1.. SPDX-License-Identifier: GPL-2.0
2
3======
4Design
5======
6
7Configurable Layers
8===================
9
10DAMON provides data access monitoring functionality while making the accuracy
11and the overhead controllable.  The fundamental access monitorings require
12primitives that dependent on and optimized for the target address space.  On
13the other hand, the accuracy and overhead tradeoff mechanism, which is the core
14of DAMON, is in the pure logic space.  DAMON separates the two parts in
15different layers and defines its interface to allow various low level
16primitives implementations configurable with the core logic.
17
18Due to this separated design and the configurable interface, users can extend
19DAMON for any address space by configuring the core logics with appropriate low
20level primitive implementations.  If appropriate one is not provided, users can
21implement the primitives on their own.
22
23For example, physical memory, virtual memory, swap space, those for specific
24processes, NUMA nodes, files, and backing memory devices would be supportable.
25Also, if some architectures or devices support special optimized access check
26primitives, those will be easily configurable.

· · · ·

**Problem requirements:**
Pick up the DAMON design text after its last sentence and continue it. The records that come next are separate material and have no connection to the DAMON design text.

· · · ·

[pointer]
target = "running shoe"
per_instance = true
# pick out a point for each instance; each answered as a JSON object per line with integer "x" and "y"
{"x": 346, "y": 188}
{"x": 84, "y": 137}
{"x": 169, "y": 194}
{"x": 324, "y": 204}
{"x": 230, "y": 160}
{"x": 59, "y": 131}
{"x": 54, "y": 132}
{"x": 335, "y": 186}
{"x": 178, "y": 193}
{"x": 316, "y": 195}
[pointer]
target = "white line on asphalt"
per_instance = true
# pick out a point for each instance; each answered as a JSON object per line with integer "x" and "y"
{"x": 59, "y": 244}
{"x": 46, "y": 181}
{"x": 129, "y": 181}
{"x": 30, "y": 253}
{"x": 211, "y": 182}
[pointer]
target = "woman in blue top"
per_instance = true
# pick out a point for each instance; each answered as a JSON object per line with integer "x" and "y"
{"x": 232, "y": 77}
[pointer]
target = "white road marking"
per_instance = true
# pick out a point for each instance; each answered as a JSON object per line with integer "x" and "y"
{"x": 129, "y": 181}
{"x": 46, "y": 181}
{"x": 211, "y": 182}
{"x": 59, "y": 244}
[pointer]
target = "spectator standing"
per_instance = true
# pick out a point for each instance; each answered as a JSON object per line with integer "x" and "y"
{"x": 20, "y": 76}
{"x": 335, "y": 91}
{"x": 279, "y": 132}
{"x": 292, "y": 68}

· · · ·

**Task response:**
27
28
29Reference Implementations of Address Space Specific Primitives
30==============================================================
31
32The low level primitives for the fundamental access monitoring are defined in
33two parts:
34
351. Identification of the monitoring target address range for the address space.
362. Access check of specific address range in the target space.
37
38DAMON currently provides the implementations of the primitives for the physical
39and virtual address spaces. Below two subsections describe how those work.
40
41
42VMA-based Target Address Range Construction
43-------------------------------------------
44
45This is only for the virtual address space primitives implementation.  That for
46the physical address space simply asks users to manually set the monitoring
47target address ranges.
48
49Only small parts in the super-huge virtual address space of the processes are
50mapped to the physical memory and accessed.  Thus, tracking the unmapped
51address regions is just wasteful.  However, because DAMON can deal with some
52level of noise using the adaptive regions adjustment mechanism, tracking every
53mapping is not strictly required but could even incur a high overhead in some
54cases.  That said, too huge unmapped areas inside the monitoring target should
55be removed to not take the time for the adaptive mechanism.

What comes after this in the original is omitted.